___ Information provided ___

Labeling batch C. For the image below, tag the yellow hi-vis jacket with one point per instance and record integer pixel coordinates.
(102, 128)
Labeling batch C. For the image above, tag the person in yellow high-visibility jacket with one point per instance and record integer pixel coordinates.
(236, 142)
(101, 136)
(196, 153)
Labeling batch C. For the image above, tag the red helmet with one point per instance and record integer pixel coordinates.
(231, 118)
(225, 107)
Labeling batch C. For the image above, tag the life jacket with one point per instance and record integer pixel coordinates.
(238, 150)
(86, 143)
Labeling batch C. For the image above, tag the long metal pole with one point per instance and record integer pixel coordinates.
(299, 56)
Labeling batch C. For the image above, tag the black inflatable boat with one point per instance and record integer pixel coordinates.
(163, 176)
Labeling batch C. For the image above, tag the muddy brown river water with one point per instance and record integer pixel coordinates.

___

## [Exercise prompt]
Quote every line of the material from the line containing "Labeling batch C. For the image above, tag the life" through the final line, with both of those lines included.

## [Output for this task]
Labeling batch C. For the image above, tag the life jacket with one point per instance and record integer pixel coordinates.
(238, 150)
(86, 143)
Labeling batch C. For the image above, tag the long metal pole with one point per instance and record integer pixel coordinates.
(299, 56)
Labeling batch C. For the image above, tag the black inflatable boat with one point per instance and record integer pixel coordinates.
(163, 176)
Labeling batch C. For the image above, tag the muddy brown river water with one point per instance and record integer pixel coordinates.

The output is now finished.